### [Problems and tasks]
(A) Translate this sentence from the house-building forum post below into Spanish: "This will be the first time I've ever built a house!"
(B) Please continue the house-building forum post below, starting after its last sentence.

# Building my own house for under 20k



## Mustang88 (Nov 10, 2016)

Hey everyone this is my first post on this forum. A little bit of background on the property is that it is 10 acres in southern Kansas that I bought on a land contract and I'm planning to build a house with cash only. My goal is to have it dried in for under $20,000 and have it code approved. This house will be in the county and the codes are minimal but there still there.

As of right now I have a well without the pump on it that's never been used and I have a lagoon that's never been used there's never been anyone living on this property. I also have electric at the edge of the property aand i will need to have it ran about 300 feet to my proposed building site. I would like to run solar someday but i fugure it would be cheaper and easier to hook up to electric right now.

This will be the first time I've ever built a house! I do have some extended family that I worked for growing up doing roofing, and concrete work. They have constructed houses before so i think they could give me a hand if i needed. But I would like to do everything i can by myself.

### [Material]

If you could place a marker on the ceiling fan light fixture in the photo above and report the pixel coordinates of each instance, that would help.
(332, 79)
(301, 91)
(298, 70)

### [Response list]
(A) ¡Esta será la primera vez que construyo una casa!

(B)
You may be wondering How i can afford to pay for the house in cash? The job i have allows me all of the reliable overtime i want and i can earn about 3000 a month extra whenever i need it. Im planning on paying as i go and having it finished by next winter. I want to pour the foundation in March-April to keep me on that schedule. 

I have been looking at numerous house plans and I want it to be at around 600 to 700 square feet. I want it to be very simple to build with prebuilt trusses and preferably one floor on a slab foundation. I need to have two bedrooms. And I will be putting a wood burning stove in. For air conditioning I will probably just use a window unit since it is such a small space. I will also have a propane furnace for when i am not home. My end goals for the house is to pay off the land within 2 years and have no other bills or utilities by going to solar power. 


I am still deciding on the final house plans but this is what ive come up with. If you know of any other plans that fits my needs PLEASE share them! I hope i havent overloaded you guys with too much information. If there is anything else you want to know feel free to ask! I will try to add the photos after this post.


----------



## Mustang88 (Nov 10, 2016)

Pictures of the proposed house. In The last picture i am standing on the building site looking towards the road. The metal post is the well.


----------



## melli (May 7, 2016)

Welcome aboard! Looking forward to seeing your progress as your dream comes true.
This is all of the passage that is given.